-- Task statement --
Please rewrite every line of the data below, substituting "should" for each occurrence of "MUST" and leaving all other text unchanged.
-------- Records for processing --------
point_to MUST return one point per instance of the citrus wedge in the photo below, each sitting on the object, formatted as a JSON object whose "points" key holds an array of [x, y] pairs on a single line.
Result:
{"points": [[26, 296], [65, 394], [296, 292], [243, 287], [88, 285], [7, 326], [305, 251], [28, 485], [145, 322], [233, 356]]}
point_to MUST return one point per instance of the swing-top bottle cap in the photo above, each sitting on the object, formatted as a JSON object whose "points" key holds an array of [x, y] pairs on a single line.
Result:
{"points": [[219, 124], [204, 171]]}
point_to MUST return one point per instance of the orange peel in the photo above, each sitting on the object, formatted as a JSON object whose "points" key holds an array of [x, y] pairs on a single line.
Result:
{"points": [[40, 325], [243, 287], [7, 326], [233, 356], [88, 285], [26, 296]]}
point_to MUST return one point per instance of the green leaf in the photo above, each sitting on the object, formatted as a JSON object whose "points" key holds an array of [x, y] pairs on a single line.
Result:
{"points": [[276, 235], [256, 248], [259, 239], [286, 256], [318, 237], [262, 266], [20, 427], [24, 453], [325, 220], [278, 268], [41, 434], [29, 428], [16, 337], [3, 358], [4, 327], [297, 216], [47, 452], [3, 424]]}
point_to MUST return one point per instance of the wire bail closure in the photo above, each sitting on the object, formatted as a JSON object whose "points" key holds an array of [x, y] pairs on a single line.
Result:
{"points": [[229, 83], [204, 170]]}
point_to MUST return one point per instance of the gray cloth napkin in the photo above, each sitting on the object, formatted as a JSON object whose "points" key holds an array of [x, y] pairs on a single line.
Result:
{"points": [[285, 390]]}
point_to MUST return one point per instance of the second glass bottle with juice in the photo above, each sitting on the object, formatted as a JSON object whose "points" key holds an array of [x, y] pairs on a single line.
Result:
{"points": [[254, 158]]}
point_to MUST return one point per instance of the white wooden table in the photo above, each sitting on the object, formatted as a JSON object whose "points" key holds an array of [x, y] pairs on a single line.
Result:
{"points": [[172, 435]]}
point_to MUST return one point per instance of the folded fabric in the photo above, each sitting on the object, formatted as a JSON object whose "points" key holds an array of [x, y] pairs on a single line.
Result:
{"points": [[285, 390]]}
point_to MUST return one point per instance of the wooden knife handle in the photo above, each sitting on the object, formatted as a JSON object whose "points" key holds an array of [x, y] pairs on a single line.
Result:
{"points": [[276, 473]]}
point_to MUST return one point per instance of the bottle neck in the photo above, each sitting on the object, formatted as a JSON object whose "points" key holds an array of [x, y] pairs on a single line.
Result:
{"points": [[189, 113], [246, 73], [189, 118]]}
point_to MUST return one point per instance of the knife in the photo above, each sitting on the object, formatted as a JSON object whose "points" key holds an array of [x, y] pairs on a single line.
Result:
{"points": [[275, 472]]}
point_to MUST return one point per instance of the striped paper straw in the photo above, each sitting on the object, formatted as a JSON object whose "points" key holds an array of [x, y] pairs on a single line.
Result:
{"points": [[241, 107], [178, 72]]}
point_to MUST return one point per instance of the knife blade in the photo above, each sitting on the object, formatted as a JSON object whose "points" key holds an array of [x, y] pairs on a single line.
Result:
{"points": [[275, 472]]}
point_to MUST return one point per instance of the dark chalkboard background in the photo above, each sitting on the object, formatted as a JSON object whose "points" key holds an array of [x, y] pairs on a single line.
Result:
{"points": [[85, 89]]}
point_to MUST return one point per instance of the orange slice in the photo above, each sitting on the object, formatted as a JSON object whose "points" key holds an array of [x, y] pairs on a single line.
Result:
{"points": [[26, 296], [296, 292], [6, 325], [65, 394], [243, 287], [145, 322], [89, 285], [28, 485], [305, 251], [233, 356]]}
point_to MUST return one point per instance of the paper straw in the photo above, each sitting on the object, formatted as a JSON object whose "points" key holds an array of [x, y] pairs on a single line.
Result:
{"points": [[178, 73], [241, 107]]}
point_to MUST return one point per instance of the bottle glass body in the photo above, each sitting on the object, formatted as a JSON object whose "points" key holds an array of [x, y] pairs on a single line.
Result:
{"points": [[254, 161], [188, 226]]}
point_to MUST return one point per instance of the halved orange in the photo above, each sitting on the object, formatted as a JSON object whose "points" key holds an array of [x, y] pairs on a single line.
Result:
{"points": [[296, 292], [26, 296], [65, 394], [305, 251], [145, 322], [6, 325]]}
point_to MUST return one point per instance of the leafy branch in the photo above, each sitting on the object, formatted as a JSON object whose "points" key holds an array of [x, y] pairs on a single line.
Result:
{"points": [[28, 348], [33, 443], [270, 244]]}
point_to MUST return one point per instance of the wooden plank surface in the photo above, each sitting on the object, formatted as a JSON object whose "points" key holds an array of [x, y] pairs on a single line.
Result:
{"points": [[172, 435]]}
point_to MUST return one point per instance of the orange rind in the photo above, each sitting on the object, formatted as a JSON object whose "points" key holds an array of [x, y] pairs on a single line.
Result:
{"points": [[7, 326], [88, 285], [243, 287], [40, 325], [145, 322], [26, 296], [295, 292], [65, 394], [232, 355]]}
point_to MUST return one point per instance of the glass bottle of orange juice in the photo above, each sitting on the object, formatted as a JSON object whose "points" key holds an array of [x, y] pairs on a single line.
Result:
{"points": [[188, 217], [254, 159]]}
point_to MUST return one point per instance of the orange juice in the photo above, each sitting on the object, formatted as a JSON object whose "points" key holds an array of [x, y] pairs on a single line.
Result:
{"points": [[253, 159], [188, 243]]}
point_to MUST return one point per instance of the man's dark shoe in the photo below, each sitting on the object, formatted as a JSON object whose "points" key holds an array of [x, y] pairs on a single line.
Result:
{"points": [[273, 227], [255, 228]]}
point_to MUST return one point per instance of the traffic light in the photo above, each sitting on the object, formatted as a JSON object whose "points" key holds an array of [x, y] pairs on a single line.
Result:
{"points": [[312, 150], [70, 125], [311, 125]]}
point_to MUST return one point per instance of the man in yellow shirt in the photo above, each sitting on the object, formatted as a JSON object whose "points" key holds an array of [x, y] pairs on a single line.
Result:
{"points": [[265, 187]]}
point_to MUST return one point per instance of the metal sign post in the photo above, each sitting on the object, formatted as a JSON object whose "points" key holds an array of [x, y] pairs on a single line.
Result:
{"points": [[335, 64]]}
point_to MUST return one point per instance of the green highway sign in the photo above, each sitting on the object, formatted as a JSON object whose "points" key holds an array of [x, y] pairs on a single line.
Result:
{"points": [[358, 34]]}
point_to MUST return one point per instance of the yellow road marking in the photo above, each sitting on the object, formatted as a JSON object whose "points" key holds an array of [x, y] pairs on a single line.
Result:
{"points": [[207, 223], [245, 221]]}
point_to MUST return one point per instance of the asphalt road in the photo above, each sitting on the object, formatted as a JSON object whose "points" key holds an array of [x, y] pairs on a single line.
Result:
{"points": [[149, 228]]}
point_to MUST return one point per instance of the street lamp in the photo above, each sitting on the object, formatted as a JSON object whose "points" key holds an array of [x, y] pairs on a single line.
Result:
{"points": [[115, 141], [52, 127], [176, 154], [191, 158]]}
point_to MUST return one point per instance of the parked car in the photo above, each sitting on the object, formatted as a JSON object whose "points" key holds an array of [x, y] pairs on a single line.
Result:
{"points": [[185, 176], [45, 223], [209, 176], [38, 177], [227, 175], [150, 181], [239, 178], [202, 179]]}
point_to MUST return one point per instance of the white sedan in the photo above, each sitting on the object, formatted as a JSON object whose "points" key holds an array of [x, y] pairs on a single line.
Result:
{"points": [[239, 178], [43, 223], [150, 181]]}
--------
-- Solution for this task --
point_to should return one point per instance of the citrus wedge in the photo below, each sitting on the object, formatted as a JSON object whose "points" key holds an array of [x, y] pairs on a single line.
Result:
{"points": [[26, 296], [65, 394], [296, 292], [243, 287], [88, 285], [7, 326], [305, 251], [28, 485], [145, 322], [233, 356]]}
point_to should return one point per instance of the swing-top bottle cap in the photo above, each sitting on the object, formatted as a JSON object whose "points" key holds an array of [x, y] pairs on a single line.
Result:
{"points": [[219, 124], [204, 171]]}
point_to should return one point per instance of the orange peel in the photo above, each sitting on the object, formatted as a JSON object whose "points" key holds an array of [x, y] pairs on a single line.
Result:
{"points": [[40, 325], [243, 287], [7, 326], [233, 356], [88, 285], [26, 296]]}
point_to should return one point per instance of the green leaf in the photo above, each sitting on the object, formatted as a JSON object whose "points" key holds an array of [x, y] pairs on a single line.
Result:
{"points": [[276, 235], [256, 248], [259, 239], [286, 256], [318, 237], [262, 266], [20, 427], [24, 453], [325, 220], [278, 268], [41, 434], [29, 428], [16, 337], [3, 358], [4, 327], [297, 216], [47, 452], [3, 424]]}
point_to should return one point per instance of the wire bail closure in the photo above, each sitting on the object, formatted as a JSON object whose "points" key holds an array of [x, y] pairs on a single line.
Result:
{"points": [[229, 83], [204, 170]]}
point_to should return one point per instance of the gray cloth napkin in the photo above, each sitting on the object, formatted as a JSON object whose "points" key holds an array of [x, y] pairs on a single line.
Result:
{"points": [[285, 390]]}
point_to should return one point per instance of the second glass bottle with juice in the photo above, each sitting on the object, formatted as a JSON object whose "points" key holds an array of [x, y] pairs on a single line.
Result:
{"points": [[254, 158]]}
point_to should return one point per instance of the white wooden table in the photo above, each sitting on the object, formatted as a JSON object whose "points" key holds an array of [x, y] pairs on a single line.
Result:
{"points": [[172, 435]]}
point_to should return one point per instance of the folded fabric in the photo above, each sitting on the object, formatted as a JSON object whose "points" key holds an array of [x, y] pairs on a single line.
Result:
{"points": [[285, 390]]}
point_to should return one point per instance of the wooden knife handle in the photo above, each sitting on the object, formatted as a JSON object whose "points" key holds an array of [x, y] pairs on a single line.
Result:
{"points": [[276, 473]]}
point_to should return one point per instance of the bottle neck in the photo above, each sitting on the object, formatted as a JSON object whose "points" key holds an array of [x, y] pairs on a single line.
Result:
{"points": [[189, 113], [246, 73], [189, 118]]}
point_to should return one point per instance of the knife in the photo above, each sitting on the object, formatted as a JSON object whose "points" key holds an array of [x, y] pairs on a single line.
Result:
{"points": [[275, 472]]}
point_to should return one point per instance of the striped paper straw in the photo above, each sitting on the object, formatted as a JSON object whose "points" key holds an array of [x, y] pairs on a single line.
Result:
{"points": [[241, 107], [178, 72]]}
point_to should return one point per instance of the knife blade in the photo above, each sitting on the object, formatted as a JSON object whose "points" key holds an array of [x, y] pairs on a single line.
Result:
{"points": [[275, 472]]}
point_to should return one point per instance of the dark chalkboard background in the photo above, each sitting on the object, formatted as a JSON object whose "points" key holds an array of [x, y] pairs on a single line.
Result:
{"points": [[85, 89]]}
point_to should return one point per instance of the orange slice in the photo above, each sitting on the object, formatted as a JSON object whose "points" key holds an array of [x, y] pairs on a single line.
Result:
{"points": [[26, 296], [296, 292], [6, 325], [65, 394], [243, 287], [145, 322], [89, 285], [28, 485], [305, 251], [233, 356]]}
point_to should return one point per instance of the paper straw in the photo above, each sitting on the object, formatted as a JSON object whose "points" key holds an array of [x, y] pairs on a single line.
Result:
{"points": [[178, 73], [241, 107]]}
point_to should return one point per instance of the bottle glass body in the photo above, each sitting on the object, formatted as a JSON object whose "points" key holds an array of [x, y] pairs on a single line.
Result:
{"points": [[254, 161], [188, 226]]}
point_to should return one point per instance of the halved orange in the photo above, each sitting on the object, formatted as a JSON object whose "points" key holds an array of [x, y] pairs on a single line.
Result:
{"points": [[296, 292], [26, 296], [65, 394], [305, 251], [145, 322], [6, 325]]}
point_to should return one point per instance of the leafy branch in the photo above, each sitting on the object, formatted as a JSON object whose "points" key holds an array of [x, y] pairs on a single line.
Result:
{"points": [[28, 348], [33, 443], [270, 244]]}
point_to should return one point per instance of the wooden plank surface in the photo above, each sitting on the object, formatted as a JSON object whose "points" key holds an array of [x, y] pairs on a single line.
Result:
{"points": [[172, 435]]}
point_to should return one point per instance of the orange rind in the photo above, each sitting on the object, formatted as a JSON object whose "points" key holds an array of [x, y] pairs on a single line.
Result:
{"points": [[7, 326], [88, 285], [243, 287], [40, 325], [145, 322], [26, 296], [295, 292], [65, 394], [232, 355]]}
point_to should return one point per instance of the glass bottle of orange juice in the photo above, each sitting on the object, formatted as a JSON object whose "points" key holds an array of [x, y] pairs on a single line.
Result:
{"points": [[188, 217], [254, 159]]}
point_to should return one point per instance of the orange juice in the photo above, each sitting on the object, formatted as a JSON object whose "points" key holds an array of [x, y] pairs on a single line.
Result:
{"points": [[253, 159], [188, 243]]}
point_to should return one point per instance of the man's dark shoe in the photo below, each sitting on the object, formatted as a JSON object whose "points" key holds an array of [x, y] pairs on a single line.
Result:
{"points": [[273, 227], [255, 228]]}
point_to should return one point per instance of the traffic light in the photo above, each sitting on the object, formatted as a JSON object whose "points" key holds an array of [x, y] pairs on a single line.
Result:
{"points": [[312, 150], [70, 125], [311, 125]]}
point_to should return one point per instance of the man in yellow shirt in the photo above, each sitting on the object, formatted as a JSON object whose "points" key holds an array of [x, y] pairs on a single line.
Result:
{"points": [[265, 187]]}
point_to should return one point per instance of the metal sign post in the photo above, each sitting on the object, formatted as a JSON object whose "points" key holds an array of [x, y] pairs on a single line.
Result:
{"points": [[335, 64]]}
point_to should return one point per instance of the green highway sign in the photo above, each sitting on the object, formatted as a JSON object whose "points" key holds an array of [x, y] pairs on a single line.
Result:
{"points": [[358, 34]]}
point_to should return one point per instance of the yellow road marking in the photo above, each sitting on the object, formatted as a JSON object whose "points" key holds an array of [x, y] pairs on a single line.
Result:
{"points": [[207, 223], [245, 221]]}
point_to should return one point per instance of the asphalt road in the photo above, each sitting on the object, formatted as a JSON object whose "points" key holds an array of [x, y] pairs on a single line.
Result:
{"points": [[149, 228]]}
point_to should return one point per instance of the street lamp in the photo above, each sitting on the object, formatted as a JSON object whose "points" key holds an array of [x, y] pairs on a single line.
Result:
{"points": [[115, 141], [52, 127], [176, 154], [191, 158]]}
point_to should return one point per instance of the parked car in the photo above, each sitting on the object, formatted as a JSON object whose "points" key holds an array of [x, y] pairs on a single line.
Result:
{"points": [[185, 176], [45, 223], [209, 176], [38, 177], [227, 175], [150, 181], [239, 178], [202, 179]]}
point_to should return one point per instance of the white sedan in the photo above, each sitting on the object, formatted as a JSON object whose "points" key holds an array of [x, y] pairs on a single line.
Result:
{"points": [[239, 178], [43, 223], [150, 181]]}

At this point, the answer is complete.